# Provided records:
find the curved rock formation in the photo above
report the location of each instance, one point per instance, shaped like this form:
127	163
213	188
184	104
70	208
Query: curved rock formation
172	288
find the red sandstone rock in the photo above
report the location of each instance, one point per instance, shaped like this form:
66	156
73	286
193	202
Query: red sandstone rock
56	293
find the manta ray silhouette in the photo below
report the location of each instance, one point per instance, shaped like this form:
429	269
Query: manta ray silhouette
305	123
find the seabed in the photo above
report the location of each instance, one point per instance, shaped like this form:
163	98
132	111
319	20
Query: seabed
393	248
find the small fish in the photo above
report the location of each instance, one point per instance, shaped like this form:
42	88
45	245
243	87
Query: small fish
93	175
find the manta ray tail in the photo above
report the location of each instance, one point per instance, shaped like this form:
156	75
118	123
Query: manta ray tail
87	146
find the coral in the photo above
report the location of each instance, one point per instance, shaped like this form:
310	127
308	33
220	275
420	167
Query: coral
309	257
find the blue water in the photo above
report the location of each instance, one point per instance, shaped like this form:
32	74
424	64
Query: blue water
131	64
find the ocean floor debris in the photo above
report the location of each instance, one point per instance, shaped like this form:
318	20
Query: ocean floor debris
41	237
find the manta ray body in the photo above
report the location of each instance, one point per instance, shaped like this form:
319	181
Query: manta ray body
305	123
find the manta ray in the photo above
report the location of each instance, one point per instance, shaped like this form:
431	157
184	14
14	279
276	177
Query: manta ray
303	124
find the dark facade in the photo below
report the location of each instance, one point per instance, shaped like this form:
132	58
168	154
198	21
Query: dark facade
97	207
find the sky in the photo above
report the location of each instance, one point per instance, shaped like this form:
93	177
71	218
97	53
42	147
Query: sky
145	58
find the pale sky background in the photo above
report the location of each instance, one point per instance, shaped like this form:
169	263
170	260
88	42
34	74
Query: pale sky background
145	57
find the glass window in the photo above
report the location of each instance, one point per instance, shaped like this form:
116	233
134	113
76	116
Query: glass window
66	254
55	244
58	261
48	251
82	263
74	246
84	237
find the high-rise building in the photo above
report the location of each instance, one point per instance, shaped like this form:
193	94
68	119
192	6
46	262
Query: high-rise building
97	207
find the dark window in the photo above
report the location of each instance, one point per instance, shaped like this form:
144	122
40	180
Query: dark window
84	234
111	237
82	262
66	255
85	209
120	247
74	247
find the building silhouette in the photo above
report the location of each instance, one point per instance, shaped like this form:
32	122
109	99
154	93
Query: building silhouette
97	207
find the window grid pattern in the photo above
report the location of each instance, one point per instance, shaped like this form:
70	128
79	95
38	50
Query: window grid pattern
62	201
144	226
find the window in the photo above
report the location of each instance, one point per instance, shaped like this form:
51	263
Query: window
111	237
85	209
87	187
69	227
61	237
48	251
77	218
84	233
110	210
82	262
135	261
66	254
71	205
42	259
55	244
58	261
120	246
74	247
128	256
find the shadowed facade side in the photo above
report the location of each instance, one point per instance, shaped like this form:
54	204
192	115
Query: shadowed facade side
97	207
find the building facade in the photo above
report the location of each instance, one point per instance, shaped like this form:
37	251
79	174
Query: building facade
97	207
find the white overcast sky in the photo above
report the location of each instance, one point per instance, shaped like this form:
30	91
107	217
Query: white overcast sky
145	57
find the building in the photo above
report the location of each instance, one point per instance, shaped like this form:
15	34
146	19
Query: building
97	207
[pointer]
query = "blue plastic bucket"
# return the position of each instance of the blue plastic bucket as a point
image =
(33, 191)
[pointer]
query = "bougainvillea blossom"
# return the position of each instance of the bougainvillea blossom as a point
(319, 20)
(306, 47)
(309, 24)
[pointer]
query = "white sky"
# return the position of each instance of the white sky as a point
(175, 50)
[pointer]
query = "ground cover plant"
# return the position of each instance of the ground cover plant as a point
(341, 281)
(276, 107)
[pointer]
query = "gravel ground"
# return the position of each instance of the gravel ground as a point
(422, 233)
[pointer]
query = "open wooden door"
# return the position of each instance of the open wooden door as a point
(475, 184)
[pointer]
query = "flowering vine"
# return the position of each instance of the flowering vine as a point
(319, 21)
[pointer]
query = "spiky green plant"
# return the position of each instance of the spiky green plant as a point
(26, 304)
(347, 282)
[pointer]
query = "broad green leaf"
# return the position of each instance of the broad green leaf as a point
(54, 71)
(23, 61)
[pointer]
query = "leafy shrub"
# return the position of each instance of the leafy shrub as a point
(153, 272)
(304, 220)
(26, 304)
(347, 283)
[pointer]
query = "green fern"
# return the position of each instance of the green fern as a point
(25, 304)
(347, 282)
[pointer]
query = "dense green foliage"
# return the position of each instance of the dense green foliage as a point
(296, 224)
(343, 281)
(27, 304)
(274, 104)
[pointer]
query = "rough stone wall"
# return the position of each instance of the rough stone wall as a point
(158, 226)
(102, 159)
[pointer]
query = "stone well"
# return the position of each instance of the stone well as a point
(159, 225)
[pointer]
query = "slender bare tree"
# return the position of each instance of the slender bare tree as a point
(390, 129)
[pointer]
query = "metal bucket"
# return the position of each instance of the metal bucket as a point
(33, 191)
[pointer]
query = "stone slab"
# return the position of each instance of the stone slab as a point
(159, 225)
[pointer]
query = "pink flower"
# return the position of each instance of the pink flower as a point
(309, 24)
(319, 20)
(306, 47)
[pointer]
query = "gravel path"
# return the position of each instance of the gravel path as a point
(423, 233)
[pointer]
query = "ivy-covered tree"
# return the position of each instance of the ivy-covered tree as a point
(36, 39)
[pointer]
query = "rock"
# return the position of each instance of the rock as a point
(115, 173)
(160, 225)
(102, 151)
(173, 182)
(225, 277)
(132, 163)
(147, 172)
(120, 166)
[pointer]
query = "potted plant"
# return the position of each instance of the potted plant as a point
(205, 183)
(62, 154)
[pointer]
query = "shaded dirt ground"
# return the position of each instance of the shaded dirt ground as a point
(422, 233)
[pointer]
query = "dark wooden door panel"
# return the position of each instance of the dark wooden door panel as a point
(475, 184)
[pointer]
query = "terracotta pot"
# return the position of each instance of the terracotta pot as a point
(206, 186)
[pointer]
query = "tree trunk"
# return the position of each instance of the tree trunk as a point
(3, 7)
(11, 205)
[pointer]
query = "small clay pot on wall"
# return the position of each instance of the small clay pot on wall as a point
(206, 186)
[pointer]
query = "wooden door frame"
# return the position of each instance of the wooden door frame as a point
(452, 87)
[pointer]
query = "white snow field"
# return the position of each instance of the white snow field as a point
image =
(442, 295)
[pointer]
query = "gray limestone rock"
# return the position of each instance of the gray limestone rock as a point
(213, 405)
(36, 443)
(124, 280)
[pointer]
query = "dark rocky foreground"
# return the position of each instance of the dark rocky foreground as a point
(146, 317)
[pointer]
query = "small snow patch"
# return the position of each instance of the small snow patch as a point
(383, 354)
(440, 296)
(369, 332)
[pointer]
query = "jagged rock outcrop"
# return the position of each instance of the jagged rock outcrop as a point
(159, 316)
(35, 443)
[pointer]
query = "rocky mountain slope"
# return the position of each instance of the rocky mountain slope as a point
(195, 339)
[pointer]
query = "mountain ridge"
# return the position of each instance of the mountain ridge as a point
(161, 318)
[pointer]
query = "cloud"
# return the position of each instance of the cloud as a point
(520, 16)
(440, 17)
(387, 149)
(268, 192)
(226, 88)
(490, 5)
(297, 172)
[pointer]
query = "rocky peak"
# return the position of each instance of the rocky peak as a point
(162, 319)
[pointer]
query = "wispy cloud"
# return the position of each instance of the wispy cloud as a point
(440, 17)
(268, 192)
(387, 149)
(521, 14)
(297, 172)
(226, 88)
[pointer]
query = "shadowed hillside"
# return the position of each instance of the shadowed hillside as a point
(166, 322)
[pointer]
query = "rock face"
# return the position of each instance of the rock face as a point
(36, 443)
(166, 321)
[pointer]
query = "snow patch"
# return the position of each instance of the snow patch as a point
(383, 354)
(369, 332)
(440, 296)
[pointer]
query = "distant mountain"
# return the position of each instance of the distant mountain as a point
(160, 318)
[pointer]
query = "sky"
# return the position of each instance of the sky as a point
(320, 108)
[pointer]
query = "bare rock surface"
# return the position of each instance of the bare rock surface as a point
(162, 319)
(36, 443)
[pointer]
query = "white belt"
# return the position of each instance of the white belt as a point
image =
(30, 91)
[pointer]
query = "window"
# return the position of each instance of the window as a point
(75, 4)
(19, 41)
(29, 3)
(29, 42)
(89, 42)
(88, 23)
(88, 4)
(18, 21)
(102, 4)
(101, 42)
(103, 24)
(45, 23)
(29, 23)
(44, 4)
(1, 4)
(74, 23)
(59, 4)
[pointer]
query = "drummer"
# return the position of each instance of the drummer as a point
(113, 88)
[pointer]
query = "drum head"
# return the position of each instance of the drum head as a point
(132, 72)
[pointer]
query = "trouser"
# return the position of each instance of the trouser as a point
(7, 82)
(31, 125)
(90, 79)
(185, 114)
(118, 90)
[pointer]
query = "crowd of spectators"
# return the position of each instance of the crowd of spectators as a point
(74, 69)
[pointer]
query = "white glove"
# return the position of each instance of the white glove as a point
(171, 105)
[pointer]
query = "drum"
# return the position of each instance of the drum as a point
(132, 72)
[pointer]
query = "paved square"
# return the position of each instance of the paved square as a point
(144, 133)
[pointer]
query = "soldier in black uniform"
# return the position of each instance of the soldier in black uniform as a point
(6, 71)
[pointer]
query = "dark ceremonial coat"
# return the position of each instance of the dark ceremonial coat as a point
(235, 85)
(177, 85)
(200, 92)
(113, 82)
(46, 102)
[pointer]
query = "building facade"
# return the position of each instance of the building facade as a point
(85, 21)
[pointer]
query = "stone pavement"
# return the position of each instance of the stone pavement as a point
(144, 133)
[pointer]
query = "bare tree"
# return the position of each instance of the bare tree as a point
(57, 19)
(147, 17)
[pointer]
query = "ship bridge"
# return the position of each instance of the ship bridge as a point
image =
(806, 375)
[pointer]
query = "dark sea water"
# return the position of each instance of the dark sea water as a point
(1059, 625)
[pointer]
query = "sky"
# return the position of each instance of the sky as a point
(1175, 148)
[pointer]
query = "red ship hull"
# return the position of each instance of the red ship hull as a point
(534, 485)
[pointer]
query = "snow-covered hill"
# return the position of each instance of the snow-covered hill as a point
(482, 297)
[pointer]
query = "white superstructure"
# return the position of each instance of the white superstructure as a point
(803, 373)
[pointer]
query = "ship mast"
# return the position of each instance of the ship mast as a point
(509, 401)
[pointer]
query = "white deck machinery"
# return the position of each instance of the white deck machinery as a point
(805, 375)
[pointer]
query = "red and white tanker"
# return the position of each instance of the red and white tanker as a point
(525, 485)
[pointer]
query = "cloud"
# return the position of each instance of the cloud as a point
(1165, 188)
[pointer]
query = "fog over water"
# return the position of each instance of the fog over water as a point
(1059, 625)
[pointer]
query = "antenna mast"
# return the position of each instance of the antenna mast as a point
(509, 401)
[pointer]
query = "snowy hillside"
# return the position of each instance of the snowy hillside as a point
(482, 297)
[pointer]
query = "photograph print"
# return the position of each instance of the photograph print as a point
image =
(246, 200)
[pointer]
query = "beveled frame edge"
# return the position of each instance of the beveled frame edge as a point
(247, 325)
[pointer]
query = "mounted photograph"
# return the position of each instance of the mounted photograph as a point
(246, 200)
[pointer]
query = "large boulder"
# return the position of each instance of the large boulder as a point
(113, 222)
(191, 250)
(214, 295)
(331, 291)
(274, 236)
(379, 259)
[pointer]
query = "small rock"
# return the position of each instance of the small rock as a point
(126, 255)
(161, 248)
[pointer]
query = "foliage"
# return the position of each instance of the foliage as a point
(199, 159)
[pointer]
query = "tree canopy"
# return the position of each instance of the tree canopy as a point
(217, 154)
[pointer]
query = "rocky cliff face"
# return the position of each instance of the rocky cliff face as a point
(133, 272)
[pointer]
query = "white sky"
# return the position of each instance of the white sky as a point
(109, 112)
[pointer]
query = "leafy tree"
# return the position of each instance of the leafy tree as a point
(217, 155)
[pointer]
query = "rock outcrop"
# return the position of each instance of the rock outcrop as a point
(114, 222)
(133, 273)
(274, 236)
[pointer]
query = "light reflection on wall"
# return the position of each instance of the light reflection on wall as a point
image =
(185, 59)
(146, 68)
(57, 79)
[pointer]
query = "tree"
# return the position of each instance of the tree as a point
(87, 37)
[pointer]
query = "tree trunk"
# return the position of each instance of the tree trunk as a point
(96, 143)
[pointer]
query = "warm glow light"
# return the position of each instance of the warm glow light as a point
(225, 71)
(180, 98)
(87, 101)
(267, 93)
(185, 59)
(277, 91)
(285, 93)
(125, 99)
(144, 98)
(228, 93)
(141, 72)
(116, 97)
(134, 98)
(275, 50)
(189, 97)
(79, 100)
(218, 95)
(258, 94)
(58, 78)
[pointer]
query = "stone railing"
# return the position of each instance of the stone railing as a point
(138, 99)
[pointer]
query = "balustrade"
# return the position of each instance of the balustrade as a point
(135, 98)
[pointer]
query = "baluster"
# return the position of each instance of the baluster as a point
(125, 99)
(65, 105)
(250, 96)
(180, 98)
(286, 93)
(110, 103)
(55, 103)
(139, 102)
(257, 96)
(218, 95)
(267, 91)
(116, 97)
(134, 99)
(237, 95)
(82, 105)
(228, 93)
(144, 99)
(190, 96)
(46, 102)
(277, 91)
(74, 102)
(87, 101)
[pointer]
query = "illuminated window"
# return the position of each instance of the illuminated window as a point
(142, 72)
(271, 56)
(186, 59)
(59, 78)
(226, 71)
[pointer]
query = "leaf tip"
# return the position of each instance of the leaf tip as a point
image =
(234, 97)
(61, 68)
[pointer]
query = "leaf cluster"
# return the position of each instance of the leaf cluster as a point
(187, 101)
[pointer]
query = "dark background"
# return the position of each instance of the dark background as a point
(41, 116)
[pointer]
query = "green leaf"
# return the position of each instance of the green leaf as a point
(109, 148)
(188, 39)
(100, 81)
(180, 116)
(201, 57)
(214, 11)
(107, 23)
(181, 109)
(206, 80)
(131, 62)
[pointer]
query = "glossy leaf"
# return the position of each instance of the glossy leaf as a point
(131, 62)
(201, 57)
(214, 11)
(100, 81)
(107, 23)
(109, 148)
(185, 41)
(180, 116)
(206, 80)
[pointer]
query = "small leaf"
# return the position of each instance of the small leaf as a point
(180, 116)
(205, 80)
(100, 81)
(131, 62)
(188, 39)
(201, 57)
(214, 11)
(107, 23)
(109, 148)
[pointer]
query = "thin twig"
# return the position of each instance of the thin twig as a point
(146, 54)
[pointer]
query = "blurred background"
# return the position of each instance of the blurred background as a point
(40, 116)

# Your goal:
Above are the entries; repeat their lines exactly, from the first through the one that contains "find the coral in the photo above".

# Written solution:
find the curved rock formation in the photo above
report the location of each instance, one point per instance, shaped like this form:
127	163
213	188
184	104
70	208
Query: curved rock formation
172	288
find the red sandstone rock in the photo above
report the location of each instance, one point per instance, shaped like this form:
66	156
73	286
193	202
Query: red sandstone rock
56	293
find the manta ray silhouette in the photo below
report the location of each instance, one point per instance, shaped like this form:
429	269
Query: manta ray silhouette
305	123
find the seabed in the photo above
report the location of each instance, one point per instance, shaped like this form:
163	98
132	111
319	20
Query: seabed
393	248
find the small fish in the photo above
report the location of each instance, one point per instance, shaped like this form:
42	88
45	245
243	87
Query: small fish
93	175
find the manta ray tail in the photo above
report the location of each instance, one point per instance, shaped like this form:
156	75
118	123
Query: manta ray tail
87	146
find the coral in the photo above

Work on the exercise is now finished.